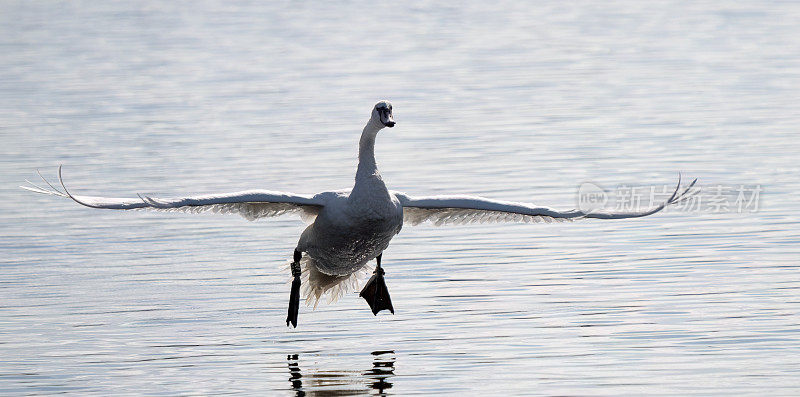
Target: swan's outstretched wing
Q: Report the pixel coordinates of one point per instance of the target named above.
(251, 204)
(455, 210)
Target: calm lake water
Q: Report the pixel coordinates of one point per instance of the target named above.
(514, 101)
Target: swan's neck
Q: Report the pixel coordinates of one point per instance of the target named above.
(367, 167)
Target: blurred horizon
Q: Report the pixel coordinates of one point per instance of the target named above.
(513, 100)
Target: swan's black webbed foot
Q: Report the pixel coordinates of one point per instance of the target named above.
(375, 292)
(294, 296)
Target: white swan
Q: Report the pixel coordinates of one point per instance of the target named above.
(351, 227)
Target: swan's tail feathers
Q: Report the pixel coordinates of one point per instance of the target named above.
(317, 285)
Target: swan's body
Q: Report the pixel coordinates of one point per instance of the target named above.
(352, 227)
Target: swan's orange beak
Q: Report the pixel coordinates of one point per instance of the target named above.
(386, 118)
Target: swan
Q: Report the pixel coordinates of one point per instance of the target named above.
(349, 228)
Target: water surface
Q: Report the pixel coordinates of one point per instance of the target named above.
(516, 101)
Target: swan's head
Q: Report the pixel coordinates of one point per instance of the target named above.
(383, 114)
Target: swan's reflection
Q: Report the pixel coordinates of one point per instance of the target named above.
(374, 381)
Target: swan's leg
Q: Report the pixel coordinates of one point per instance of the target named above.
(375, 292)
(294, 296)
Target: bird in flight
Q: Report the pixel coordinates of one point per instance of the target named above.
(349, 228)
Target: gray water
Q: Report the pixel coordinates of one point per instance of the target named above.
····················
Short problem — Recast everything from the line containing "Target: swan's leg" down to the last line of the entries above as a numbered list, leaving out any blank lines.

Output of the task —
1. Target: swan's leg
2. Q: Report the pixel coordinates of one point per instance of the target named above.
3. (375, 292)
4. (294, 296)
5. Target: bird in flight
6. Q: Report the pixel coordinates of one point per instance of the target named above.
7. (349, 228)
8. Target: gray water
9. Q: Report the pixel coordinates of one point per instance of the target named above.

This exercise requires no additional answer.